— Start RECORDS SHOWN —

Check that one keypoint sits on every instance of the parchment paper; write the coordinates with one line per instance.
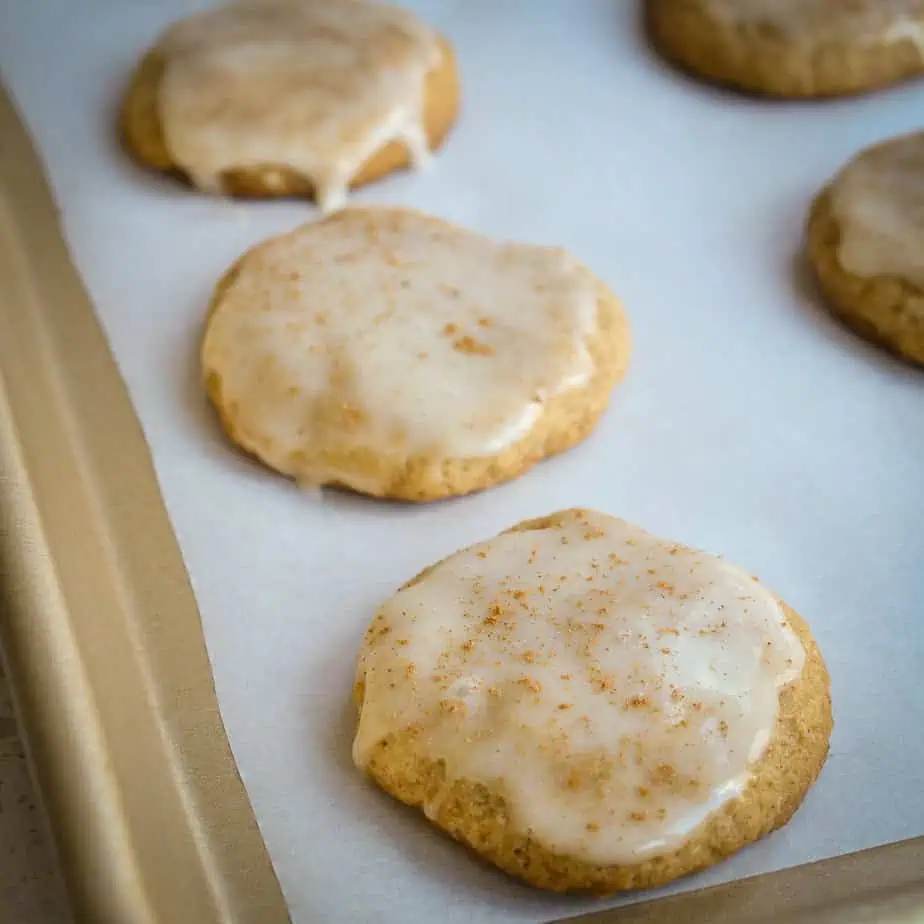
(750, 424)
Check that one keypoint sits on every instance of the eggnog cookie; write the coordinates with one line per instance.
(291, 97)
(397, 355)
(793, 48)
(866, 244)
(590, 707)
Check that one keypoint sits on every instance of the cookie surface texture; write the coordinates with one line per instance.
(291, 97)
(866, 245)
(590, 707)
(792, 48)
(394, 354)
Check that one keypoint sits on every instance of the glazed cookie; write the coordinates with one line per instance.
(291, 97)
(590, 707)
(793, 48)
(397, 355)
(866, 244)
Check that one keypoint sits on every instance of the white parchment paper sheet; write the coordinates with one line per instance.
(751, 424)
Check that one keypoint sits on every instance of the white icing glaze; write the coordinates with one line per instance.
(615, 688)
(400, 333)
(315, 86)
(809, 21)
(878, 203)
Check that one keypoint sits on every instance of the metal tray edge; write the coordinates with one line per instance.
(100, 626)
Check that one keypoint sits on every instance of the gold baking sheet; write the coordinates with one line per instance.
(100, 626)
(104, 642)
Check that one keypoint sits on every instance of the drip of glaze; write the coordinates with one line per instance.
(616, 689)
(312, 88)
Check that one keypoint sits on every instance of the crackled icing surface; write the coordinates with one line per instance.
(315, 86)
(878, 203)
(873, 21)
(396, 332)
(614, 687)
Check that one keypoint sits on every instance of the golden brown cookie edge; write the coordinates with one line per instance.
(875, 308)
(567, 419)
(693, 41)
(142, 136)
(477, 817)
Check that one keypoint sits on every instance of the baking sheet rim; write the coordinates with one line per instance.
(50, 331)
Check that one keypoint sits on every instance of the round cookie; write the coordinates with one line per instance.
(397, 355)
(792, 48)
(271, 98)
(865, 243)
(590, 707)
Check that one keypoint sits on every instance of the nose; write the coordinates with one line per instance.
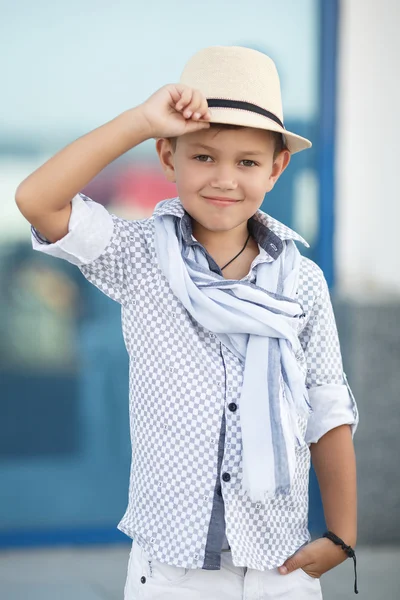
(224, 178)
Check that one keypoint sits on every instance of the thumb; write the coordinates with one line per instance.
(296, 561)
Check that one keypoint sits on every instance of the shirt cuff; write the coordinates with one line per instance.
(333, 405)
(90, 230)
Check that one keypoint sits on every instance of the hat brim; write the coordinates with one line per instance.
(244, 118)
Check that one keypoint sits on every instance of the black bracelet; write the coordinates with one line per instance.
(349, 551)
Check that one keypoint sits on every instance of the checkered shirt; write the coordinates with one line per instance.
(182, 381)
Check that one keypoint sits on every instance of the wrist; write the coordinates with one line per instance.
(135, 126)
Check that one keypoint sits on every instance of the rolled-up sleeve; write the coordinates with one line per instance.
(90, 230)
(109, 251)
(330, 396)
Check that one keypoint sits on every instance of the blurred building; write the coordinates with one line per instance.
(64, 434)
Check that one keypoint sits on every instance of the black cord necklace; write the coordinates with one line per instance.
(238, 254)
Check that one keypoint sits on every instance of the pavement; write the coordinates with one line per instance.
(99, 572)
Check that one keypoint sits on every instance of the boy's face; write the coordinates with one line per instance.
(222, 175)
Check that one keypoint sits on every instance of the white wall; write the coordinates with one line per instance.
(368, 149)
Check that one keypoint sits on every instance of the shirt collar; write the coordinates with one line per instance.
(267, 231)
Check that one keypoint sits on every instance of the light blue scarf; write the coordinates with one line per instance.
(258, 323)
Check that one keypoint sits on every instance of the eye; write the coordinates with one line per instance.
(203, 157)
(249, 163)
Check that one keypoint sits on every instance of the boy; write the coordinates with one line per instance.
(235, 367)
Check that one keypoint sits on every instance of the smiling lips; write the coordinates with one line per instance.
(220, 201)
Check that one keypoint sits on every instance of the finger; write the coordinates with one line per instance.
(192, 126)
(196, 106)
(297, 561)
(185, 99)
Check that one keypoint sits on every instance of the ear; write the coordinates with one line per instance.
(166, 155)
(280, 164)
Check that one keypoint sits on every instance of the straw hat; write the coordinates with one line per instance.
(242, 88)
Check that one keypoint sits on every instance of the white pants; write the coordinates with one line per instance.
(151, 580)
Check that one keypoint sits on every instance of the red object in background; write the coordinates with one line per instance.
(143, 185)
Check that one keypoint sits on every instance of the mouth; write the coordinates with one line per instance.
(220, 200)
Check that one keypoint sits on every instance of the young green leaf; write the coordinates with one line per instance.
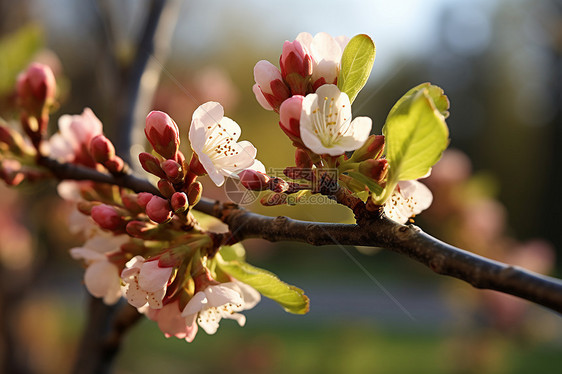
(356, 65)
(291, 298)
(436, 93)
(16, 50)
(235, 252)
(373, 186)
(416, 135)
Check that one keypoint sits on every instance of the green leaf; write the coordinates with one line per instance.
(416, 135)
(356, 65)
(373, 186)
(16, 50)
(235, 252)
(291, 298)
(436, 93)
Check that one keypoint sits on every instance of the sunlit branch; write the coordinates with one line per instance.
(370, 230)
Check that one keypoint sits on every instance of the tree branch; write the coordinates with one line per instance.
(370, 230)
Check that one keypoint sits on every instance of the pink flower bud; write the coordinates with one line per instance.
(254, 180)
(179, 202)
(374, 169)
(162, 133)
(151, 164)
(130, 202)
(302, 159)
(372, 148)
(171, 168)
(195, 166)
(166, 188)
(158, 209)
(271, 84)
(289, 117)
(296, 67)
(115, 165)
(101, 149)
(194, 192)
(143, 198)
(36, 87)
(260, 98)
(141, 230)
(107, 217)
(11, 172)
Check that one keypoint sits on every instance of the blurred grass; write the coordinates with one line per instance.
(350, 348)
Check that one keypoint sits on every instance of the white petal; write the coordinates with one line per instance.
(152, 277)
(418, 192)
(412, 198)
(209, 320)
(250, 295)
(231, 128)
(260, 98)
(221, 295)
(155, 298)
(240, 318)
(228, 165)
(331, 90)
(208, 114)
(216, 176)
(197, 302)
(310, 139)
(135, 263)
(135, 296)
(113, 294)
(360, 129)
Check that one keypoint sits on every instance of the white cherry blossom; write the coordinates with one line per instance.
(221, 301)
(409, 198)
(101, 276)
(326, 52)
(145, 282)
(73, 139)
(214, 138)
(325, 123)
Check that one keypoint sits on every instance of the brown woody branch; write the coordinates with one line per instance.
(370, 230)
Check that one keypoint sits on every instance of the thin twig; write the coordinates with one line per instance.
(370, 230)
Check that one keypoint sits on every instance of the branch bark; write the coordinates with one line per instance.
(370, 230)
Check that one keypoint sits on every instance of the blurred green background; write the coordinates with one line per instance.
(498, 61)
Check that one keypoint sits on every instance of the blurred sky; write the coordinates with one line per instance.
(401, 29)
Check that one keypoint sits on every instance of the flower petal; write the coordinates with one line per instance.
(209, 319)
(260, 98)
(197, 302)
(216, 176)
(152, 277)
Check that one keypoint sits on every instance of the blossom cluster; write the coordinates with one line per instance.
(148, 247)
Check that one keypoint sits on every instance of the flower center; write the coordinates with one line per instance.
(328, 123)
(220, 143)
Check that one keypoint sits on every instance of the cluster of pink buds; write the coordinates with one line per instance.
(36, 89)
(305, 64)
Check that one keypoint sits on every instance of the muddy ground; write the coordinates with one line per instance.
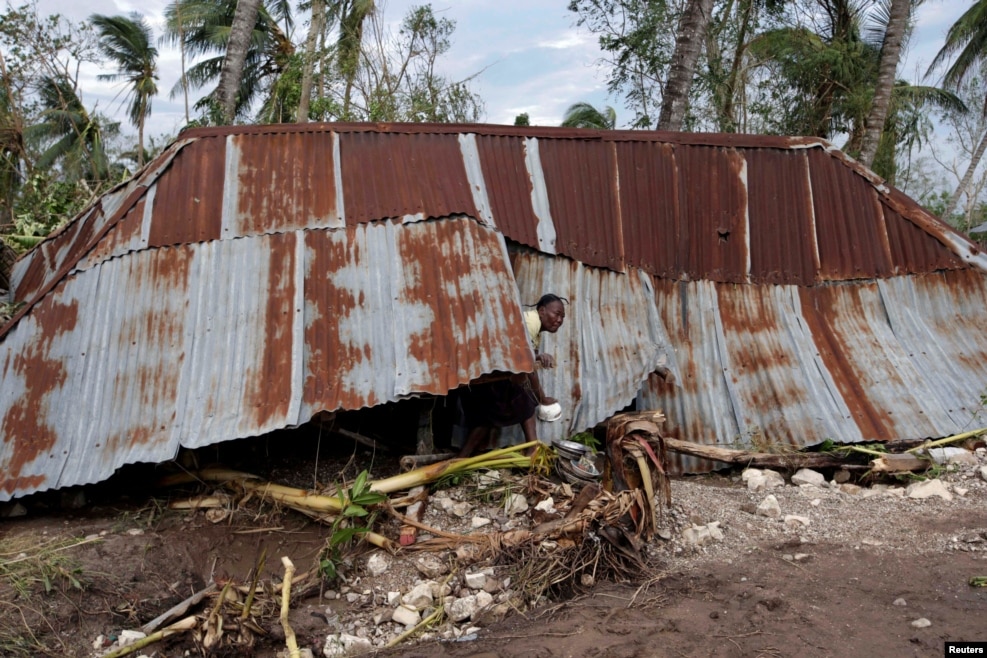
(852, 582)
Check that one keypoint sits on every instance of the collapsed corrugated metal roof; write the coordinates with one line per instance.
(251, 277)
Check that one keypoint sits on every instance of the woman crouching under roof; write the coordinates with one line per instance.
(506, 402)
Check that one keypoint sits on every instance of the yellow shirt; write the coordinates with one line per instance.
(532, 321)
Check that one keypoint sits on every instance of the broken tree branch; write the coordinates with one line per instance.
(289, 634)
(759, 459)
(177, 610)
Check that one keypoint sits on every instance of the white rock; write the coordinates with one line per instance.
(751, 472)
(547, 505)
(476, 580)
(808, 476)
(769, 507)
(927, 489)
(462, 608)
(773, 479)
(420, 596)
(953, 455)
(794, 521)
(757, 483)
(440, 590)
(127, 637)
(406, 616)
(483, 599)
(344, 644)
(515, 504)
(431, 566)
(378, 563)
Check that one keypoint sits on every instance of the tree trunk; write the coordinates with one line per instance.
(890, 54)
(692, 30)
(236, 54)
(318, 21)
(967, 177)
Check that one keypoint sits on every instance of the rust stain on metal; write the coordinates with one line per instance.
(285, 182)
(849, 232)
(188, 204)
(782, 238)
(329, 351)
(508, 187)
(912, 250)
(269, 389)
(397, 175)
(649, 203)
(24, 424)
(819, 309)
(581, 177)
(712, 243)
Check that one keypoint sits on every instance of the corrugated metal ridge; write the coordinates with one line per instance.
(740, 140)
(138, 188)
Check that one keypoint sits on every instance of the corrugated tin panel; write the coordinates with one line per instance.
(201, 343)
(649, 206)
(509, 187)
(713, 242)
(415, 176)
(612, 338)
(782, 229)
(866, 361)
(581, 178)
(281, 182)
(188, 204)
(913, 250)
(850, 231)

— End RECORDS SHOWN —

Only the lines from the one containing "the corrugated metal" through the end of the entries above belong in the answer; repeat them exactly.

--- COMPLETE OUTPUT ---
Check that one keypoint sits on every instance of the corrugated metal ridge; write the coordinates with one line per instance.
(740, 140)
(138, 188)
Check that one keypoint sits on every instance of the corrugated tin panel; write the coordinates with one line per instance.
(201, 343)
(649, 206)
(509, 187)
(713, 242)
(415, 176)
(612, 338)
(782, 229)
(866, 361)
(581, 178)
(281, 182)
(188, 204)
(913, 250)
(850, 231)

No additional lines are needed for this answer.